-- begin Dataset --

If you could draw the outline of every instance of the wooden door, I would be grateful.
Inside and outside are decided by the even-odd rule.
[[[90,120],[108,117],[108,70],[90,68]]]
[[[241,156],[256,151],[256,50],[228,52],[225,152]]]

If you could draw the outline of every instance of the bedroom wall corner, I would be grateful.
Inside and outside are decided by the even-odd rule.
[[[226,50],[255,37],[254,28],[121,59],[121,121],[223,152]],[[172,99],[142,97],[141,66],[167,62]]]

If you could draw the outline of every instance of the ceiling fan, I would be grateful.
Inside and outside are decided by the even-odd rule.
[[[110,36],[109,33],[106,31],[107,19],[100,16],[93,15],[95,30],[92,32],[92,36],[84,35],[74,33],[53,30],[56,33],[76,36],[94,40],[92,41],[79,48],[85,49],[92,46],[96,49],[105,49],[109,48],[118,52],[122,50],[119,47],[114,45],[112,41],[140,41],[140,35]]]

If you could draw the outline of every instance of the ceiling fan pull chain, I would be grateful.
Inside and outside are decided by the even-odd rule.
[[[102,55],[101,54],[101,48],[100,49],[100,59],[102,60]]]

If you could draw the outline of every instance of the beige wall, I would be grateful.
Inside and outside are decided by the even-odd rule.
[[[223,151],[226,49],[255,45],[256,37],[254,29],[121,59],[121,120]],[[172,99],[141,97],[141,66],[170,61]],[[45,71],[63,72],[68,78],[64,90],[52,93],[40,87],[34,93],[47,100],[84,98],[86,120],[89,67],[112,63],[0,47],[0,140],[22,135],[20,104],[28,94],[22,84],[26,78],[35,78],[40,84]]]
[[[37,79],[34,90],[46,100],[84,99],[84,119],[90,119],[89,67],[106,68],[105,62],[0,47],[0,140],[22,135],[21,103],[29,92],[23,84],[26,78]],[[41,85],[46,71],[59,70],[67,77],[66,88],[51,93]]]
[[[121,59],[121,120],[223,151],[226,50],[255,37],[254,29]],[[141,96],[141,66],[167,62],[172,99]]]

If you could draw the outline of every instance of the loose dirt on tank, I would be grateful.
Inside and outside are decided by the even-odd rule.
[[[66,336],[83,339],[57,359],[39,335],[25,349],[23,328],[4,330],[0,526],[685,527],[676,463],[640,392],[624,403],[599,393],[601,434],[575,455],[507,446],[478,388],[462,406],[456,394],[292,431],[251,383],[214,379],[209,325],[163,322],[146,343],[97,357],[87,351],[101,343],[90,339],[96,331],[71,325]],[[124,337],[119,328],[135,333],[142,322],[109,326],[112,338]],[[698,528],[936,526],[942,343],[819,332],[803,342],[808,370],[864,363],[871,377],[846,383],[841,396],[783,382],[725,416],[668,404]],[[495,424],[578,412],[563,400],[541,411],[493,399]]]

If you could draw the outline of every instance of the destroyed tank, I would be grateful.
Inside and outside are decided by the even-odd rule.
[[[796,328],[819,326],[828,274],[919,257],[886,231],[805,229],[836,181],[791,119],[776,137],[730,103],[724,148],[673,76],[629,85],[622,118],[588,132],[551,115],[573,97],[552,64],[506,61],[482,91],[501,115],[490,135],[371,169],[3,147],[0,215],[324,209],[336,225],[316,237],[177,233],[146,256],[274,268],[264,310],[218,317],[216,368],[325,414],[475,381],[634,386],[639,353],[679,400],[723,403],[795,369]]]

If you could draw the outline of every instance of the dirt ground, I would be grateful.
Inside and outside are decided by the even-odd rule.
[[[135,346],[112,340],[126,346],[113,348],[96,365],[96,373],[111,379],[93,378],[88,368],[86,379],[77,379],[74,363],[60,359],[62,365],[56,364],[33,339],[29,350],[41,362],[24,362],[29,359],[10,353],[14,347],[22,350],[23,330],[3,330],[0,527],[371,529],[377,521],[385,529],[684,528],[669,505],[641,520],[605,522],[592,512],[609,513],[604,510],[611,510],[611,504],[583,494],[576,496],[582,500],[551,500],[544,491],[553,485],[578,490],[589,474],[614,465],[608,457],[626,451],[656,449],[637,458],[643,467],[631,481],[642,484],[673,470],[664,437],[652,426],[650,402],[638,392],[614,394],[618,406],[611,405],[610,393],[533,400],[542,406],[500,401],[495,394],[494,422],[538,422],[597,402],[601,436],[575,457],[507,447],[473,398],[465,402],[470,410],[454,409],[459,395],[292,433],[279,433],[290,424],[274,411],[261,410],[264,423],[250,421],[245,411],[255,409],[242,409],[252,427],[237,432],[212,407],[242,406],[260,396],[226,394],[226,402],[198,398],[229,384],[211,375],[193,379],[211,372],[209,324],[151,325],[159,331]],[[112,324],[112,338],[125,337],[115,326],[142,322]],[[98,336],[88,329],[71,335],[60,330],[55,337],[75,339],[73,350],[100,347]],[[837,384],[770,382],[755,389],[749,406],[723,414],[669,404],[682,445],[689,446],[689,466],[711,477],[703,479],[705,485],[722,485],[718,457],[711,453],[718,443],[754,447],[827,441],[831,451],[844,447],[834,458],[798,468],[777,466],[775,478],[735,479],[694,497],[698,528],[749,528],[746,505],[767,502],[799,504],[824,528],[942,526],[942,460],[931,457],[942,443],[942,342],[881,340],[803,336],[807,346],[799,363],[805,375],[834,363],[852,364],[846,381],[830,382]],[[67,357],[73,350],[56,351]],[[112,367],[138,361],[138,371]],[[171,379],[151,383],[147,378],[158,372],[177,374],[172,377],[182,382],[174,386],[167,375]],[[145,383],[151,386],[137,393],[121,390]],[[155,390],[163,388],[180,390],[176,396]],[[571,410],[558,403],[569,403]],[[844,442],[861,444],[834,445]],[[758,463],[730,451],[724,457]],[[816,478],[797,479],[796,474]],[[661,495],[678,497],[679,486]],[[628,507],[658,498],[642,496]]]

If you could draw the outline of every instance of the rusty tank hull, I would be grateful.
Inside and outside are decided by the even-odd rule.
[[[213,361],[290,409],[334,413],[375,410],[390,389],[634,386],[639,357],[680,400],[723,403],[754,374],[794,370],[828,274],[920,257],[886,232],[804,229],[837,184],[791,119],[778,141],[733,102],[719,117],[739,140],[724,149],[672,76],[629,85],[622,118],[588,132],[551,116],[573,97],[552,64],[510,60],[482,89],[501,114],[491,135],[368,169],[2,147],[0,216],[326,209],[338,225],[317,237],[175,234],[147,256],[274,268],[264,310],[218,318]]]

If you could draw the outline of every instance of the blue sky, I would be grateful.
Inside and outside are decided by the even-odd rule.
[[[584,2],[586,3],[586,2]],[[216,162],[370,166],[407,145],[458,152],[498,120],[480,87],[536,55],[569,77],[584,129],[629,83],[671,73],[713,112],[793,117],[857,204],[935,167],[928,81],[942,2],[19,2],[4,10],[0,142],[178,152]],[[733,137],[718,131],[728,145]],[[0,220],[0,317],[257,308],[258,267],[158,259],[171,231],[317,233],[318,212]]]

-- end Dataset --
-- begin Dataset --

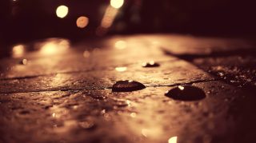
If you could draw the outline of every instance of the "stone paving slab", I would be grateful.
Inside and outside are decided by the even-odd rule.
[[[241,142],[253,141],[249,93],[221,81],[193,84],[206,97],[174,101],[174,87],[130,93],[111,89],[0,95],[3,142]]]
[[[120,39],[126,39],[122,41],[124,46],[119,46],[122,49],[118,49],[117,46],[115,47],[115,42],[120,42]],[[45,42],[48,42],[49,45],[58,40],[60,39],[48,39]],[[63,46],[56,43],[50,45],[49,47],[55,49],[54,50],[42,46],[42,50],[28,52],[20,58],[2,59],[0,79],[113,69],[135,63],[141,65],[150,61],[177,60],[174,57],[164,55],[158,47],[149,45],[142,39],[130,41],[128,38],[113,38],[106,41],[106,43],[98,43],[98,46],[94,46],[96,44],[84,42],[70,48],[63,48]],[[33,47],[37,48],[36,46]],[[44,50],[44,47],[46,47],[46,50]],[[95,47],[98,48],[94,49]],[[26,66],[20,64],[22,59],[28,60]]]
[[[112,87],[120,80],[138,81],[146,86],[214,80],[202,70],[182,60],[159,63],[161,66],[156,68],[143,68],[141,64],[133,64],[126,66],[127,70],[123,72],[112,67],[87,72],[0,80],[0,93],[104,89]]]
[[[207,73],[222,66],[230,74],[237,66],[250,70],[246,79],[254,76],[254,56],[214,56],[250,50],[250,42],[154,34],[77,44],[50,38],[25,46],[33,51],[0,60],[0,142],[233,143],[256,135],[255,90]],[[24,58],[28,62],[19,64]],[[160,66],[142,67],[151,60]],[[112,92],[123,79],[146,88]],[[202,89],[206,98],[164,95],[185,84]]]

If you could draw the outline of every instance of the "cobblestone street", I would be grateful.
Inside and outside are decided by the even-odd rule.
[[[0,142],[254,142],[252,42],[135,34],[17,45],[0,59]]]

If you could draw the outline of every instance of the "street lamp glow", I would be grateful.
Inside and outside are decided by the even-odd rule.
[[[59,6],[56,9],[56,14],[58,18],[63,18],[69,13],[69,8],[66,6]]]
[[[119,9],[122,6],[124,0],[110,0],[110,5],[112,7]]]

-- end Dataset --

Task brief: Repeat the stretch of lines from the one containing "door, I would be grateful." through the one containing "[[[241,156],[256,151],[256,50],[228,52],[225,152]]]", both included, and give only those lines.

Reply to the task:
If you could draw the outline of every instance of the wooden door, I would be grateful.
Inside and outside are decided by the even-odd rule.
[[[90,120],[108,117],[108,70],[90,68]]]
[[[241,156],[256,151],[256,50],[228,52],[225,152]]]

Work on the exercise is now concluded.